◆ WORK ITEM ◆
Repeat every record below exactly as it appears.
[[ EXERCISE MATERIAL open ]]
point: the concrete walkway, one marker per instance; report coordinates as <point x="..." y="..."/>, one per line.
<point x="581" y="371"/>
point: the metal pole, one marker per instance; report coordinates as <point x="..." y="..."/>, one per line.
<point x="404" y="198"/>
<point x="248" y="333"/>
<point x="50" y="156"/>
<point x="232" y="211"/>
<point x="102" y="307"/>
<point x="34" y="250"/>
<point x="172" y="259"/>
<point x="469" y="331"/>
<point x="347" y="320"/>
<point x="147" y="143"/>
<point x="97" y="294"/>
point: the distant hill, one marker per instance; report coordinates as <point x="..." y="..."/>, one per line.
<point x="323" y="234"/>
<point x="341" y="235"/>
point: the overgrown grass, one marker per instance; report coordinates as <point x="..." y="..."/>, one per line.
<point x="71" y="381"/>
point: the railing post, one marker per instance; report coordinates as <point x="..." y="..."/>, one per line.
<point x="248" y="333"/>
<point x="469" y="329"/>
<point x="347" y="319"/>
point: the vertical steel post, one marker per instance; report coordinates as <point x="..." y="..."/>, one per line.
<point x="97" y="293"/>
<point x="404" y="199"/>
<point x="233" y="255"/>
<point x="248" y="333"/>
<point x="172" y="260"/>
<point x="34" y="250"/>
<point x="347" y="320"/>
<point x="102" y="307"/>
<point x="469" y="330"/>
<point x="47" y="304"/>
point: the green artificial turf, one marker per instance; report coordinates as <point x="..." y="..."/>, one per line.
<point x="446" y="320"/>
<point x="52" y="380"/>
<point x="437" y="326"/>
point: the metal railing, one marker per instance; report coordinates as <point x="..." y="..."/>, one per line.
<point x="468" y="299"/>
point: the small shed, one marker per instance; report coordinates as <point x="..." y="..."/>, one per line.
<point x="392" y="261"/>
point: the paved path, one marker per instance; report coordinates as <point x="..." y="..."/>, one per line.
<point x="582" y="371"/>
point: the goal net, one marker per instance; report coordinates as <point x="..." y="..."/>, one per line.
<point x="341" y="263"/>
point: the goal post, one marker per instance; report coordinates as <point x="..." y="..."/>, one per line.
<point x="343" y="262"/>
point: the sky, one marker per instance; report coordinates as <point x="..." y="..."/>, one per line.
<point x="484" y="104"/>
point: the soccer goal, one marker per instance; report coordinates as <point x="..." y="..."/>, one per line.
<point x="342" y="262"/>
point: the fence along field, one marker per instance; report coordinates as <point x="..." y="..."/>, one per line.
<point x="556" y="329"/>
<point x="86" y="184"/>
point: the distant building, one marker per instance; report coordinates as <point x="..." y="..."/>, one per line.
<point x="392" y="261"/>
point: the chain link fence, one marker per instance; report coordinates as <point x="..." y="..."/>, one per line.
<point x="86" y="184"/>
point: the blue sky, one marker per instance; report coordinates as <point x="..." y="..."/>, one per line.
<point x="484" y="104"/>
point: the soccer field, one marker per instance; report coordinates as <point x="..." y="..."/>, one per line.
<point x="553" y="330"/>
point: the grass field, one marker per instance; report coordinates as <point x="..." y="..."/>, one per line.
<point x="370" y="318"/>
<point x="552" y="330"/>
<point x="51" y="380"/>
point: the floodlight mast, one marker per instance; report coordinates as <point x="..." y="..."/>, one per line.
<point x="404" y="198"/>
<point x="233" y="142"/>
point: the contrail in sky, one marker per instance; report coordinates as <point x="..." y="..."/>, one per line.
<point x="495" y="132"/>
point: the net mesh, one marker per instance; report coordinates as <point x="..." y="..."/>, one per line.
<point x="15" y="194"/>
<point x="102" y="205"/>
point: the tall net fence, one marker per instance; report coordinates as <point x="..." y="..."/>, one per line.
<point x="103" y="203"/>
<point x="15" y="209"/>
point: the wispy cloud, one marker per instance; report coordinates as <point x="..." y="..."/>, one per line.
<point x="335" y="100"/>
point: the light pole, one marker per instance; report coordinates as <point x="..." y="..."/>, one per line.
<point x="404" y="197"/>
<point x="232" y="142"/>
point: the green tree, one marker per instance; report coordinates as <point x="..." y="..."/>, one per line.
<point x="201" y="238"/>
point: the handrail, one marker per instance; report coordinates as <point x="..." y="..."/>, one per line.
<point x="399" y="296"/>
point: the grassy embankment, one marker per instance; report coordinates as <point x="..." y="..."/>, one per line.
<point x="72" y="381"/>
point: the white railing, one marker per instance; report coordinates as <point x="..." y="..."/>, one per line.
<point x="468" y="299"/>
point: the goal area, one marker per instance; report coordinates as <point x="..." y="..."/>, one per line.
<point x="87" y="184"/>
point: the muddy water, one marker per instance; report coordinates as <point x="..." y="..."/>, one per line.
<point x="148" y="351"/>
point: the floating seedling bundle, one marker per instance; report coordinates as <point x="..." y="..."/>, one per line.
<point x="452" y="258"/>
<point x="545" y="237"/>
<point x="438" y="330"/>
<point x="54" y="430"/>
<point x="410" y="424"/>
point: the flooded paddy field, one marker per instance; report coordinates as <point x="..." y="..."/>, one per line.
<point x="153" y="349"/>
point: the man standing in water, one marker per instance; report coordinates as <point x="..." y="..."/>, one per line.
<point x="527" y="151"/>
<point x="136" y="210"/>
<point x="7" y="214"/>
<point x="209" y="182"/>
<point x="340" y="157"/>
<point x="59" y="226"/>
[[ EXERCISE MATERIAL closed ]]
◆ SOLUTION TO THE PROBLEM ◆
point: the concrete walkway, one marker per instance; report coordinates as <point x="..." y="..."/>, one per line.
<point x="581" y="371"/>
point: the metal pole, one marker per instance; report coordinates as <point x="..." y="..."/>, one per line.
<point x="404" y="198"/>
<point x="248" y="333"/>
<point x="50" y="156"/>
<point x="232" y="211"/>
<point x="102" y="307"/>
<point x="34" y="250"/>
<point x="172" y="259"/>
<point x="469" y="331"/>
<point x="347" y="320"/>
<point x="147" y="143"/>
<point x="97" y="294"/>
point: the distant hill, one marker per instance; report coordinates as <point x="..." y="..."/>, one per line.
<point x="323" y="234"/>
<point x="341" y="235"/>
point: the overgrown grass, one marker per instance; report coordinates as <point x="..." y="..."/>, one per line.
<point x="71" y="381"/>
point: the railing post, one marker per instance; report coordinates as <point x="..." y="..."/>, one per line.
<point x="248" y="333"/>
<point x="469" y="329"/>
<point x="347" y="319"/>
point: the vertical steel post, one marker per instance; report coordinates as <point x="..." y="..."/>, one per line.
<point x="97" y="293"/>
<point x="404" y="199"/>
<point x="233" y="255"/>
<point x="248" y="333"/>
<point x="172" y="260"/>
<point x="34" y="250"/>
<point x="347" y="320"/>
<point x="102" y="307"/>
<point x="469" y="330"/>
<point x="47" y="304"/>
point: the green artificial turf, one marker per instance; report coordinates as <point x="..." y="..."/>, one per line.
<point x="446" y="320"/>
<point x="52" y="380"/>
<point x="437" y="326"/>
point: the metal railing, one marker per instance; report coordinates as <point x="..." y="..."/>, one per line.
<point x="468" y="299"/>
point: the small shed, one marker per instance; report coordinates as <point x="..." y="..."/>, one per line.
<point x="392" y="261"/>
point: the paved path, one marker per instance; report coordinates as <point x="..." y="..."/>, one per line.
<point x="582" y="371"/>
point: the goal net, one marker per instance; report coordinates as <point x="..." y="..."/>, one per line.
<point x="341" y="263"/>
point: the goal post, one marker per instance; report coordinates as <point x="..." y="..."/>, one per line.
<point x="343" y="262"/>
point: the sky, one marker per instance; report coordinates as <point x="..." y="..."/>, one per line.
<point x="484" y="104"/>
point: the soccer goal, one marker per instance; report coordinates as <point x="..." y="..."/>, one per line.
<point x="342" y="262"/>
point: the fence along field, one marker per instance; report coordinates as <point x="..." y="..."/>, one per line.
<point x="556" y="329"/>
<point x="86" y="184"/>
point: the distant building, one marker per instance; report coordinates as <point x="..." y="..."/>, one per line.
<point x="392" y="261"/>
point: the chain link fence, one marker per instance; report coordinates as <point x="..." y="..."/>, one per line.
<point x="86" y="184"/>
point: the blue sky, one marker per instance; report coordinates as <point x="..." y="..."/>, one per line.
<point x="484" y="104"/>
point: the soccer field, one marker per instance; report coordinates as <point x="..." y="..."/>, one per line.
<point x="553" y="330"/>
point: the grass field, one marker per instance; report coordinates as <point x="..." y="..."/>, one per line.
<point x="370" y="318"/>
<point x="552" y="330"/>
<point x="51" y="380"/>
point: the floodlight mast, one marker per instance; report coordinates as <point x="..." y="..."/>, one per line.
<point x="404" y="198"/>
<point x="233" y="142"/>
point: the contrail in sky, one marker per instance; report coordinates as <point x="..." y="..."/>, one per line.
<point x="495" y="132"/>
point: the net mesh, one marker per instance; report coordinates as <point x="..." y="..."/>, one per line.
<point x="15" y="194"/>
<point x="102" y="205"/>
point: the tall net fence, one marker per instance; report coordinates as <point x="..." y="..."/>, one per line.
<point x="103" y="203"/>
<point x="15" y="209"/>
point: the wispy cloud, one marker per instance; report coordinates as <point x="..." y="..."/>, one per line.
<point x="335" y="100"/>
point: the light pole, one marker per instance; report coordinates as <point x="..." y="..."/>, one per line.
<point x="404" y="197"/>
<point x="232" y="142"/>
point: the green tree, one marker per instance; report coordinates as <point x="..." y="..."/>, one per line.
<point x="201" y="238"/>
point: the handrail, one marker per instance; report coordinates as <point x="..." y="..."/>, one per line.
<point x="399" y="296"/>
point: the grassy embankment, one marker per instance; report coordinates as <point x="..." y="..."/>, one per line.
<point x="72" y="381"/>
point: the white railing, one marker per instance; report coordinates as <point x="..." y="..."/>, one per line.
<point x="468" y="299"/>
point: the goal area, one marker per instance; report coordinates as <point x="..." y="..."/>, one per line.
<point x="87" y="184"/>
point: the muddy water, one marker per instance; report coordinates as <point x="..." y="..."/>, one per line.
<point x="148" y="351"/>
point: the floating seedling bundle, one marker per instance; report coordinates as <point x="..." y="..."/>, one per line.
<point x="452" y="258"/>
<point x="545" y="237"/>
<point x="438" y="330"/>
<point x="54" y="430"/>
<point x="410" y="424"/>
point: the flooded paddy field, one marker per instance; report coordinates as <point x="..." y="..."/>, one per line.
<point x="153" y="349"/>
point: the man standing in water, one marker per instance; report coordinates as <point x="..." y="..."/>, one per line.
<point x="527" y="151"/>
<point x="136" y="210"/>
<point x="7" y="214"/>
<point x="209" y="182"/>
<point x="340" y="157"/>
<point x="59" y="226"/>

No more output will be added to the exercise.